MATERIAL FOR THIS TASK Block Start
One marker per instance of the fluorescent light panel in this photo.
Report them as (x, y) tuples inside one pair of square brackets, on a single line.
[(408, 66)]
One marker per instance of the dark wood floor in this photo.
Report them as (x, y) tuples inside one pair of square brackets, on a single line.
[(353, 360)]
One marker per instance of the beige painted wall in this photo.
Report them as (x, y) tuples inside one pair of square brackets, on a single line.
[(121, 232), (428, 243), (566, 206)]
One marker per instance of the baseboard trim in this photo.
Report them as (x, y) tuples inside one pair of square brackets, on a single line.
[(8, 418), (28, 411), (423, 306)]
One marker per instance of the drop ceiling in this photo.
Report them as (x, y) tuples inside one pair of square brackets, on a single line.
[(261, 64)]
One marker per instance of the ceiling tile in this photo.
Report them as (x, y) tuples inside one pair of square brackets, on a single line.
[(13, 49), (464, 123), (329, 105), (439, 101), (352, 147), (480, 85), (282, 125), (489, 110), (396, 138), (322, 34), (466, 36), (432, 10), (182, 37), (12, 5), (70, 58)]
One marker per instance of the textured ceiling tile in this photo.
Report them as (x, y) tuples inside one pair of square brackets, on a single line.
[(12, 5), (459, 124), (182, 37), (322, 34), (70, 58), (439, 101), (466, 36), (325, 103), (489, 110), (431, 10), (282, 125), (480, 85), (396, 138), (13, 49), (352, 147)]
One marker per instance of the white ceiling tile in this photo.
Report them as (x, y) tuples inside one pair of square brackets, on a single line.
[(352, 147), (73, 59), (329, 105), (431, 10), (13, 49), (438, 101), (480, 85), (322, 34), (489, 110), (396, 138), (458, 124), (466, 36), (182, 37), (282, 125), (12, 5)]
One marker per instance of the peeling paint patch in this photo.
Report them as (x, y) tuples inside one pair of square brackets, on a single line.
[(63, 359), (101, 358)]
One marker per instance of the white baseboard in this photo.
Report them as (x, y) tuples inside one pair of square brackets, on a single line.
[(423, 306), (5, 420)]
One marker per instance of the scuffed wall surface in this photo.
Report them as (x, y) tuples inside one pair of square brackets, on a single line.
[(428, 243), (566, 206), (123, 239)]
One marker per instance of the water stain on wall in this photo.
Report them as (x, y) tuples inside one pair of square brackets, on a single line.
MATERIAL FOR THIS TASK Block End
WHAT IS REQUIRED
Track down every line in the entries that includes the string "ceiling", and copy it.

TASK ANSWER
One marker per instance of the drop ceiling in this photo.
One marker per instance of the ceiling tile in this photo.
One marker per instance of the textured ceiling tile in this photo.
One marker per instance of the white ceiling tile in this photo.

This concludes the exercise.